▶ **WHAT TO DO**:
Reproduce the records. Keep every word exact and include no images.

▶ **RECORD SET**:

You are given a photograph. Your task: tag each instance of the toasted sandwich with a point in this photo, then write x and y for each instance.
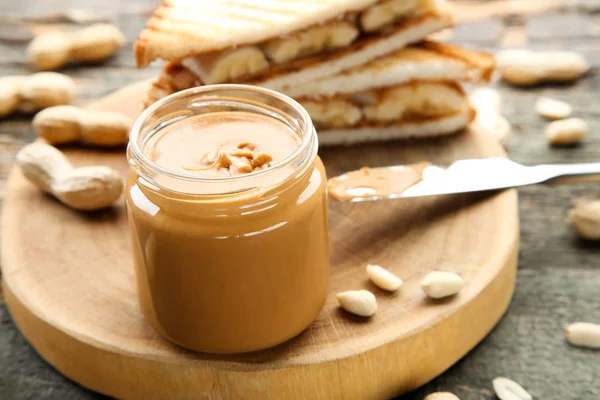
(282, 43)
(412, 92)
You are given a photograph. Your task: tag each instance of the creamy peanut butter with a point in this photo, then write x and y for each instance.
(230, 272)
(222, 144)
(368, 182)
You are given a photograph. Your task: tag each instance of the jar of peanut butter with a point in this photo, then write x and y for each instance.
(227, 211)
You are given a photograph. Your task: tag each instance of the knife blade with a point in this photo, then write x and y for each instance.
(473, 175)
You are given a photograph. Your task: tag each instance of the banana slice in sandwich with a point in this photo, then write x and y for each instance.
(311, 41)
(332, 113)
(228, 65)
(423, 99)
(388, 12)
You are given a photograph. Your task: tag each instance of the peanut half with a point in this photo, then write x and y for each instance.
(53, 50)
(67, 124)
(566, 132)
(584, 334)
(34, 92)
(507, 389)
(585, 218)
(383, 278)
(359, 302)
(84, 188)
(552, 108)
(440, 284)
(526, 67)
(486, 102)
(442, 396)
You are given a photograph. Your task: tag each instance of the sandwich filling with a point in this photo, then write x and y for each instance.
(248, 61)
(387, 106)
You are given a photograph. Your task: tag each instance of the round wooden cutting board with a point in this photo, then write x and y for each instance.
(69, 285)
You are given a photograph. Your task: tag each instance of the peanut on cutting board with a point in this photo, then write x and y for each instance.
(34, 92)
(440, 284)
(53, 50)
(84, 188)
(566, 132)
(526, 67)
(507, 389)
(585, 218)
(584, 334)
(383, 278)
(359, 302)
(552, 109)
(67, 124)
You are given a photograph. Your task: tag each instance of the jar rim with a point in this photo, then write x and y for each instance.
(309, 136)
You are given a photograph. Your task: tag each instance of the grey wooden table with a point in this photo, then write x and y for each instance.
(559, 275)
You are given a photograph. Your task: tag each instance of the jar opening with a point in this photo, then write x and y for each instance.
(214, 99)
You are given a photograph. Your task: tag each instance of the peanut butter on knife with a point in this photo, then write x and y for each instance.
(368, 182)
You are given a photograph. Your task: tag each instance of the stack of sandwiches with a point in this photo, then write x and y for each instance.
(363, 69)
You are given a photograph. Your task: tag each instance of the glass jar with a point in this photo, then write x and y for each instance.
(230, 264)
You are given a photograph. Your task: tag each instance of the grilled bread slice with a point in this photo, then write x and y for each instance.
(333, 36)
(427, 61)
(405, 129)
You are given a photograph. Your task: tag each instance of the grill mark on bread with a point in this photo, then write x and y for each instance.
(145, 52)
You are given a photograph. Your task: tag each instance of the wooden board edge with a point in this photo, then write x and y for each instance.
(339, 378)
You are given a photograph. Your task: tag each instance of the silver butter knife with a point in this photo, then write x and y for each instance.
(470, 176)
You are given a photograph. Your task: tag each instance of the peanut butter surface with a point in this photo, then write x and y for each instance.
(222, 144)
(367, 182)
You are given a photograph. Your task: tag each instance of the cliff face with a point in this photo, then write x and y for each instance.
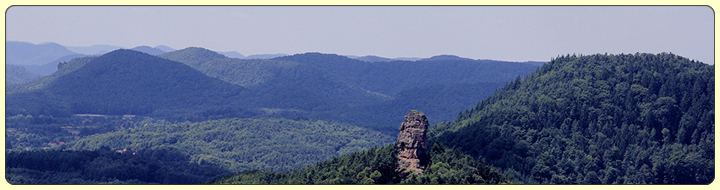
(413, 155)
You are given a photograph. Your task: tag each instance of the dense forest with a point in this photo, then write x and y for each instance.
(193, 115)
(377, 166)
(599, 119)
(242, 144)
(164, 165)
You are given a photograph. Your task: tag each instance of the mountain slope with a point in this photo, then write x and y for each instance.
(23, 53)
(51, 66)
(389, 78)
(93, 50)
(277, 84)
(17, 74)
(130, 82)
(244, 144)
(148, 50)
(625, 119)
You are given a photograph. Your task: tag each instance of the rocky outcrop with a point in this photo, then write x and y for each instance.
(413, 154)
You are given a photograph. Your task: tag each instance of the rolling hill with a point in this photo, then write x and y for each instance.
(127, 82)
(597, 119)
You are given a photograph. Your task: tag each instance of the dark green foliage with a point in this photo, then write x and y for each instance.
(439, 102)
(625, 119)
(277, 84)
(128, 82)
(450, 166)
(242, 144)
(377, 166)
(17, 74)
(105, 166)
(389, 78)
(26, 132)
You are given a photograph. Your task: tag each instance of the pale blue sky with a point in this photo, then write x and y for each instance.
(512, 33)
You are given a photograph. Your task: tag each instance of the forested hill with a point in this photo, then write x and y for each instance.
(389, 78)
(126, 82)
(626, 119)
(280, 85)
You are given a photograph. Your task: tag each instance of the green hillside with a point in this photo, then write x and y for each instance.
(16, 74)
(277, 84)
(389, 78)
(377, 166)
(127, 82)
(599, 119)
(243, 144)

▶ **WRITTEN ANSWER**:
You are given a photograph. Your task: tag each instance of the toasted sandwich with a point in this photo, then write x and y for each instance.
(282, 43)
(412, 92)
You are given a photograph. Your task: tag each instance of the creamy peanut butter with a point in this photo, then write x and y for each instance.
(230, 272)
(222, 144)
(368, 182)
You are given a photograph. Your task: tag each instance of the jar of peanut butter with a point in this photo, then write x and y for each instance.
(227, 211)
You are given a photograph. Your task: tag each instance of the knife blade with a point in this photo, then write x and y for each instance.
(473, 175)
You are given a photograph. Your task: tag each instance of the banana slice in sandwich with a point in this photo, then write x and y for each instance.
(311, 41)
(332, 113)
(228, 65)
(423, 99)
(388, 12)
You are given a photograph. Your task: tag each instance of the peanut half with a point in this photo, then write x and y for each instance.
(53, 50)
(67, 124)
(566, 132)
(584, 334)
(34, 92)
(507, 389)
(585, 218)
(383, 278)
(359, 302)
(84, 188)
(552, 108)
(440, 284)
(526, 67)
(486, 102)
(442, 396)
You are given a photograph. Your task: tag each instance of the sandwich filling with a point in this photo, then write x and y for each instance.
(248, 61)
(387, 106)
You are given a photograph. Your task: tag each instance of the round wooden cutting board with a point in this photo, then write x and y for each instance.
(69, 285)
You are given a photograph. Your task: tag each instance of the peanut on cutting board with a point in this photo, then write x and y for each instance.
(34, 92)
(440, 284)
(53, 50)
(84, 188)
(566, 132)
(526, 67)
(507, 389)
(585, 218)
(584, 334)
(383, 278)
(359, 302)
(552, 109)
(67, 124)
You are given a photograph. Your task: tag each instance of the jar rim with a point in this photo, then write x and y for each instance.
(309, 136)
You are given a photograph. Your task: tag each instance of the grey wooden table with a point in this photo, then write x and y for each instance.
(559, 275)
You are given a photograph. Your task: tag each instance of the jar opening with a point in this photo, then write x and y for each instance.
(214, 99)
You are given a photograph. Your task: tag each instance of the peanut butter on knife with a point in this photo, then write x and y for each instance.
(368, 182)
You are given a photograph. Your task: tag each instance of the stack of sandwiches with a point in this photo, then write x and y for each instance.
(363, 69)
You are given a photograph. Your task: tag each instance of the glass jar with a point in this photo, then write x and y for each instance.
(230, 264)
You are given a photograph. Your task: tag each instance of the grilled bread slice with a point in this photo, then write x and y for each instance.
(333, 36)
(427, 61)
(405, 129)
You are given a photograph. Your task: tag each instance of the grill mark on bread with a point in this photo, then write x and y for each instance.
(145, 52)
You are given a photograph. Your task: tag each instance of the wooden board edge with a point in this photo, then write x and y for each instance.
(339, 378)
You are given a photograph. Your task: tag each instance of the silver butter knife with a point in this photo, then write x and y for each instance.
(470, 176)
You are given a photograph. Your task: tag each instance of the peanut butter surface with a point in this photo, then write x and y for each instance.
(222, 144)
(367, 182)
You are given a photograph. Your task: tag each instance of the cliff face with a point in this photo, then write x and y for each instance.
(413, 155)
You are given a photograph. Your task: tag each instance of the dense forest with a point in this photo, then write x and y for each instance.
(193, 115)
(377, 166)
(599, 119)
(242, 144)
(164, 165)
You are given a photograph. Your task: tag each instance of the mountain slope with a point in this photo, then write x and y for each instance.
(23, 53)
(51, 66)
(389, 78)
(93, 50)
(277, 84)
(17, 74)
(130, 82)
(244, 144)
(148, 50)
(625, 119)
You are given a photograph. Your task: tag each instance of the rocky outcrop with a point in this photo, then write x and y for each instance.
(413, 154)
You are given a photograph. Your task: tag each instance of the rolling hill with a point in this photo, then write x and y for each instance.
(127, 82)
(597, 119)
You are given a photograph. Your task: tag each instance of the dark green foliage with a point in this photo, then write x and y for each instance.
(439, 102)
(625, 119)
(277, 84)
(128, 82)
(450, 166)
(242, 144)
(377, 166)
(17, 74)
(105, 166)
(389, 78)
(26, 132)
You are given a photograph. Your task: tag each instance of the pale blue sky with a point in this photo, then write x and y for each instance.
(512, 33)
You are given a photograph. Your task: tag each instance of the forested hill with a point in this photo, then write x and y for each instance.
(389, 78)
(126, 82)
(626, 119)
(280, 85)
You are given a photograph. Your task: tag each instance of the green hillside with a point in this photo, then write x and y for each instance.
(16, 74)
(277, 84)
(389, 78)
(377, 166)
(127, 82)
(599, 119)
(243, 144)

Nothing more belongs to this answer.